题目大意:判断一个不超过10^10的数N,能否在K步内通过加上自身的反转数变成回文数。
与A1023 Have fun with Numbers 相同,依然是大数加法,用vector<int>存储并按照要求反转相加,判断回文即可。
坑点在于开始的输入时,N 要设置成long long型,设置成 int 型会溢出导致测试点7和8运行超时。
AC代码如下:
#include <iostream>
#include <vector>
#include <cstdio>
using namespace std;
bool isPalindromic(vector<int> &v)
{
for (int i = 0; i <= v.size() / 2; ++i)
{
if(v[i] != v[v.size() - 1 - i]) return false;
}
return true;
}
void addReverse(vector<int> &v)
{
vector<int> ans;
int carry = 0;
for (int i = 0; i < v.size(); ++i)
{
int tmp = v[i] + v[v.size() - 1 - i] + carry;
if(tmp >= 10)

**数据摘录:**
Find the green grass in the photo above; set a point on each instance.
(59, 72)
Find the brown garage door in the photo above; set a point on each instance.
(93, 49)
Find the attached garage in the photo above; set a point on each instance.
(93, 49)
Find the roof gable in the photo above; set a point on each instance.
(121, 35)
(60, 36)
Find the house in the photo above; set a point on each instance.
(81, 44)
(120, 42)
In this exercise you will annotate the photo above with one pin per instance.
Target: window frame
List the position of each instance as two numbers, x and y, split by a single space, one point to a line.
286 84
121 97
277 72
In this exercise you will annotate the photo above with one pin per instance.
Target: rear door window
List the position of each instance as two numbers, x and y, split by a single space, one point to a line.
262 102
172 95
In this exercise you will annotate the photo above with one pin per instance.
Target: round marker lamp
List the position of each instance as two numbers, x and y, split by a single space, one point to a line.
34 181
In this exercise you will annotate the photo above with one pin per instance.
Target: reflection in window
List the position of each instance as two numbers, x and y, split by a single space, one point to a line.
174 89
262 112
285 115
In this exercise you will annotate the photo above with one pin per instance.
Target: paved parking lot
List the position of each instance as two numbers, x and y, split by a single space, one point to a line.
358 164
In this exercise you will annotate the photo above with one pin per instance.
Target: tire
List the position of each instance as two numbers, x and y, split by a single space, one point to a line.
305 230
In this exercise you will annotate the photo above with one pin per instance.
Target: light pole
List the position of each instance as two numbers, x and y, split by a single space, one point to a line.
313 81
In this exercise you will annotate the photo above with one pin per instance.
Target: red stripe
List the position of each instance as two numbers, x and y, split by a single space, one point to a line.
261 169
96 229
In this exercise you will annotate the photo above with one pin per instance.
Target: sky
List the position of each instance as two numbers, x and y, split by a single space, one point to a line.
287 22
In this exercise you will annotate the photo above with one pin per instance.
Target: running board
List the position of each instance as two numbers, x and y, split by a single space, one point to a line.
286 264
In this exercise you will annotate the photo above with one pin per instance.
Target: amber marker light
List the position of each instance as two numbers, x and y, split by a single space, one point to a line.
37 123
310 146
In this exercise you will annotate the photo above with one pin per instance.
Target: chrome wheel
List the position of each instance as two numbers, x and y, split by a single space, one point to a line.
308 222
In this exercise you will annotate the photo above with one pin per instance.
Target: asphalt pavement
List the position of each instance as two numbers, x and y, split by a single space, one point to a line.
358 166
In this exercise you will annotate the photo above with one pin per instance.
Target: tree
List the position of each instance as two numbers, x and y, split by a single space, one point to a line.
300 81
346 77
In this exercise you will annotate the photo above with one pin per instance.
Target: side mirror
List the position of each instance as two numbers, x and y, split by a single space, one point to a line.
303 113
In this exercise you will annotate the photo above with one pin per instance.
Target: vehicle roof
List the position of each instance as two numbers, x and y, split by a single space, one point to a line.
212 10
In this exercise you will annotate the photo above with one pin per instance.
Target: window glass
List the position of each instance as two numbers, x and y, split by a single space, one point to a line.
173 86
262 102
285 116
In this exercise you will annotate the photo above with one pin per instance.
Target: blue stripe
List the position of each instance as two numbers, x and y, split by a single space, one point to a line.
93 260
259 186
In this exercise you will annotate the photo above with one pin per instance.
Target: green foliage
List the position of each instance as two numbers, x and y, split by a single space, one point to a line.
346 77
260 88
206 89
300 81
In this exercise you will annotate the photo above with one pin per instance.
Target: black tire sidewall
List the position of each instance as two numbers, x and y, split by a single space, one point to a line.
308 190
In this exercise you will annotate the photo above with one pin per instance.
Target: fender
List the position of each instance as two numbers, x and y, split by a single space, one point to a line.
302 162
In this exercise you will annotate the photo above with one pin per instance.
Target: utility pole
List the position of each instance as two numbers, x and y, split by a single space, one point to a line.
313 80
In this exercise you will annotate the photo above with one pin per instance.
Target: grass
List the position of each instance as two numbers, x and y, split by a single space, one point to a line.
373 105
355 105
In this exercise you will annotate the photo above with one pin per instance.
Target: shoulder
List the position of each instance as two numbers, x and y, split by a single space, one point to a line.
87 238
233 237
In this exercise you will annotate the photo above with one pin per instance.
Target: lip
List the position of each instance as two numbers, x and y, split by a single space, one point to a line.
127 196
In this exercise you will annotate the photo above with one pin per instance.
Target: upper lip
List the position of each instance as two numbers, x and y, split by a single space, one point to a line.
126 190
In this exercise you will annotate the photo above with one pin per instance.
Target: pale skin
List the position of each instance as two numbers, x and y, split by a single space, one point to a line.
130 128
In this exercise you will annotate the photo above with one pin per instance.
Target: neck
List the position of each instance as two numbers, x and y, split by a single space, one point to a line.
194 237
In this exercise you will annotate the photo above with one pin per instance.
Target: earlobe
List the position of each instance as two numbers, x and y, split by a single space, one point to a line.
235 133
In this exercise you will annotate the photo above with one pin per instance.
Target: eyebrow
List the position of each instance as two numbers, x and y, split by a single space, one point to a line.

**任务要求 A:**
根据回文数题解回答下列问题:
(i) 题目中的数N不超过多少?
(ii) 题解用什么来存储大数?
(iii) 输入时N应设置成什么类型?
**任务要求 B:**
将回文数题解中的"坑点在于开始的输入时,N 要设置成long long型,设置成 int 型会溢出导致测试点7和8运行超时。"译成英文。
**任务要求 C:**
请接着回文数题解的结尾续写下去。

**输出结果 A:**
(i) 不超过10^10。
(ii) 用vector<int>存储。
(iii) 应设置成long long型。

**输出结果 B:**
The pitfall lies in the initial input: N must be declared as long long, because declaring it as int causes an overflow that makes test cases 7 and 8 exceed the time limit.

**输出结果 C:**
{
ans.push_back(tmp - 10);
carry = 1;
}
else
{
ans.push_back(tmp);
carry = 0;
}
}
if(carry == 1) ans.push_back(1);
v = ans;
}
int main()
{
long long N, K;
cin >> N >> K;
vector<int> v;
while(N > 0)
{
v.push_back(N % 10);
N /= 10;
}
int step = 0;
while(step < K && !isPalindromic(v))
{
addReverse(v);
step++;
}
for (int i = v.size() - 1; i >= 0; --i)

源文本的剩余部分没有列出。